Aim of the task:
Copy out every line of the listing below word for word, but shift each coordinate in the marked points up by 150. Leave out the picture lines.

--- BEGIN Records provided ---

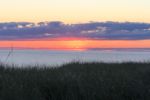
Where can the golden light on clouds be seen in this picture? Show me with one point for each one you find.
(74, 11)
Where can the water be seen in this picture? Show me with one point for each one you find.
(49, 57)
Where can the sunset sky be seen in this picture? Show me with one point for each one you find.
(75, 24)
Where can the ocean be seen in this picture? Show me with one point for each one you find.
(59, 57)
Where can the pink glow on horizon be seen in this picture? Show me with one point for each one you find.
(74, 43)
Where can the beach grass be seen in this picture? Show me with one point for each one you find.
(76, 81)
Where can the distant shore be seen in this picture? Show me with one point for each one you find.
(76, 81)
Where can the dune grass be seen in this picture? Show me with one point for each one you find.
(77, 81)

--- END Records provided ---

Written solution:
Where can the golden light on clouds be seen in this picture? Show me with one point for each one you find.
(224, 161)
Where can the water be seen in this picture? Show me with one point for each one you find.
(199, 207)
Where can the sunset sky be seen in this picture? Show me with one point for each one you find.
(225, 174)
Where can the ocean be seen in this picture? Show me with one point for each one you find.
(209, 207)
Where can the pink glow on horizon be seen in this picture? Show me with one point for each one you find.
(224, 193)
Where can the beach grass be seen in this picture? Show me with one point for each one you find.
(226, 231)
Where can the distant shore be seen in this picture? Show me with one point for each one you find.
(226, 231)
Where can the dune grass be seen in this picture? Show me with one point for each one you find.
(227, 231)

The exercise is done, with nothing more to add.